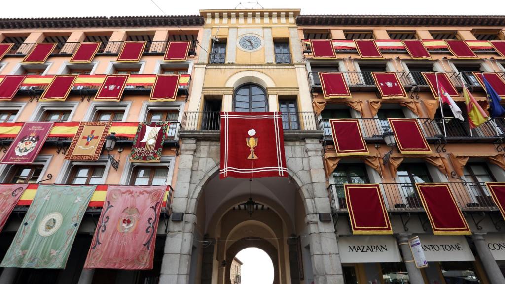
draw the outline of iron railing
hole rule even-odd
[[[443,121],[441,118],[416,119],[426,138],[439,139],[444,136]],[[360,118],[358,119],[358,122],[363,137],[365,139],[379,138],[382,137],[384,132],[391,129],[387,118]],[[331,139],[331,127],[329,119],[320,119],[319,123],[324,138]],[[445,124],[446,133],[445,137],[447,138],[494,138],[505,135],[505,120],[501,118],[490,120],[471,131],[468,122],[456,118],[446,118]]]
[[[483,183],[449,182],[456,203],[464,210],[497,210]],[[384,204],[390,212],[423,211],[414,183],[380,183]],[[328,188],[333,212],[347,211],[342,184],[330,184]]]
[[[121,51],[124,41],[103,41],[100,42],[97,55],[117,55]],[[68,55],[74,54],[80,42],[58,42],[52,55]],[[192,40],[189,45],[190,55],[196,54],[197,40]],[[155,54],[159,55],[164,54],[168,44],[168,41],[147,41],[142,53],[143,55]],[[35,46],[35,43],[15,43],[6,56],[26,55]]]
[[[185,130],[219,130],[221,129],[220,112],[186,112],[182,120]],[[321,130],[316,113],[313,112],[282,112],[284,130]]]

_ _ _ _ _

### WHAT YOU SHOULD DO:
Can you pull every line from the items above and reproduce each one unchanged, leaving the pictures out?

### SOLUTION FOR THIS PROBLEM:
draw the outline of iron railing
hole rule even-odd
[[[443,121],[441,118],[416,119],[426,138],[439,139],[444,136]],[[360,118],[358,119],[358,122],[363,137],[365,139],[379,138],[382,137],[384,132],[391,129],[387,118]],[[331,139],[331,127],[329,119],[320,119],[319,123],[324,138]],[[445,124],[446,133],[445,137],[447,138],[494,138],[505,135],[505,120],[501,118],[490,120],[471,131],[468,122],[456,118],[446,118]]]
[[[483,183],[449,182],[456,203],[464,210],[497,210]],[[384,204],[390,212],[423,211],[414,183],[380,183]],[[328,188],[333,212],[347,211],[342,184],[330,184]]]
[[[121,51],[124,41],[103,41],[100,42],[97,55],[117,55]],[[68,55],[74,54],[80,42],[58,42],[52,55]],[[192,40],[189,45],[190,55],[196,54],[197,40]],[[155,54],[159,55],[164,54],[168,44],[168,41],[147,41],[142,53],[143,55]],[[35,46],[35,43],[15,43],[6,56],[26,55]]]
[[[185,130],[219,130],[221,129],[220,112],[186,112],[182,120]],[[321,130],[316,113],[313,112],[282,112],[284,130]]]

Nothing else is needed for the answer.